* **Records in a dataset**:
# # # #
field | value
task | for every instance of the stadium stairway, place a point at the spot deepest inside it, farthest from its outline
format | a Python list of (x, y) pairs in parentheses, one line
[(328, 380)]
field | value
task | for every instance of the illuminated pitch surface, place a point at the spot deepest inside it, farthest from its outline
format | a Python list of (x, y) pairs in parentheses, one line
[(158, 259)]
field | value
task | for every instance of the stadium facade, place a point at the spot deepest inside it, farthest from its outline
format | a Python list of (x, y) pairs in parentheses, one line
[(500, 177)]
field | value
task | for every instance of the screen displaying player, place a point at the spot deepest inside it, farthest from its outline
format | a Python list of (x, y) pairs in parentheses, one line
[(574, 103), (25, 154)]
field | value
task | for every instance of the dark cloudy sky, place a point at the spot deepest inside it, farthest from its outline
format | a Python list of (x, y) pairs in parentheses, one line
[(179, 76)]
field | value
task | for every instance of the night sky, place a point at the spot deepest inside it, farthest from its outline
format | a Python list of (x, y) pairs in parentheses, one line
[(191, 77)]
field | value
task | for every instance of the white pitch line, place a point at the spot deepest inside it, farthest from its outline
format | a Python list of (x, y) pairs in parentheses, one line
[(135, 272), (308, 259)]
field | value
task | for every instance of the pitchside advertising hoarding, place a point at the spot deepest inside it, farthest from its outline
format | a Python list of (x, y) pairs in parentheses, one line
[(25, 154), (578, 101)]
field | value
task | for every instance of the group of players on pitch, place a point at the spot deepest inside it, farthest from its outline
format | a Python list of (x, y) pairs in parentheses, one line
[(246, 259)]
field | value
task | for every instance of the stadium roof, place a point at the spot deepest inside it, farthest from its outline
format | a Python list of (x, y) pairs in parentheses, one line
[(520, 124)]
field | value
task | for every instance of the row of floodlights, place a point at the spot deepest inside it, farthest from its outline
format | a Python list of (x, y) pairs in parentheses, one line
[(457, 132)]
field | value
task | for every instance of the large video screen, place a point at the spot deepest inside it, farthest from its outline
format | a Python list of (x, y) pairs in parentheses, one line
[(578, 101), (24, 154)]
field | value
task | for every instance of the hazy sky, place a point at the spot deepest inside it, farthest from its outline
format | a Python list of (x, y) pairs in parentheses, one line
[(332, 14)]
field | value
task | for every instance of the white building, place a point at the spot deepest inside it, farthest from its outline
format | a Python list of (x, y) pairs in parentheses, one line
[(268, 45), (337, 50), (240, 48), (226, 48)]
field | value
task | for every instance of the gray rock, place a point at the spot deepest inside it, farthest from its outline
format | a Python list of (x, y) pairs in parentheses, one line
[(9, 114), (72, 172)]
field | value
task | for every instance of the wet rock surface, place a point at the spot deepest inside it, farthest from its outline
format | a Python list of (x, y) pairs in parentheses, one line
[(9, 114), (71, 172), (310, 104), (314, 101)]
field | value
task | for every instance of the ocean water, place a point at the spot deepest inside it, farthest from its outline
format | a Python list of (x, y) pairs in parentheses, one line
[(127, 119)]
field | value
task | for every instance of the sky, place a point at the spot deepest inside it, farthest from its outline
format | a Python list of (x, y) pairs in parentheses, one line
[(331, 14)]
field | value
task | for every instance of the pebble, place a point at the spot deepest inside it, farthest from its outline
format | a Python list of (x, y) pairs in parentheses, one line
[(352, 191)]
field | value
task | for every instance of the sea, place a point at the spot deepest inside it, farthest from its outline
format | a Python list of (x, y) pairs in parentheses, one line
# # # #
* **Goal of the exercise**: Print the listing above verbatim, from its first line through the line containing "[(25, 154), (578, 101)]", including that line.

* **Answer below**:
field | value
task | for every instance of the stadium stairway, place a point at the spot deepest inside it, farthest from its outline
format | a Python list of (x, y) pairs in parentheses, one line
[(328, 380)]
field | value
task | for every instance of the illuminated pitch surface, place a point at the spot deepest inside it, farthest from its outline
format | a Python list of (x, y) pairs in parentheses, one line
[(158, 259)]
field | value
task | for every instance of the stadium facade, place a point at the spot deepest inside it, farthest from its outline
format | a Python list of (x, y) pairs in parentheses, one line
[(500, 177)]
field | value
task | for every instance of the screen displaying player, place a point at the spot deepest inside it, farthest from its outline
format | a Python list of (x, y) pairs in parentheses, one line
[(574, 103), (25, 154)]
field | value
task | for every instance of the dark cloudy sky, place a point at the spot deepest inside it, farthest from its outline
format | a Python list of (x, y) pairs in parentheses, one line
[(179, 76)]
field | value
task | for every instance of the night sky, place a point at the spot deepest inside it, farthest from its outline
format | a Python list of (x, y) pairs in parentheses, one line
[(191, 77)]
field | value
task | for every instance of the white pitch line, place a point at the spot deepest inside it, farthest from its outline
format | a Python list of (x, y) pairs in parentheses, one line
[(135, 272), (308, 259)]
field | value
task | for every instance of the pitchside advertising hoarding, place a point at the spot deepest inside it, farthest from its outline
format | a Python list of (x, y) pairs in parentheses, one line
[(25, 154), (578, 101)]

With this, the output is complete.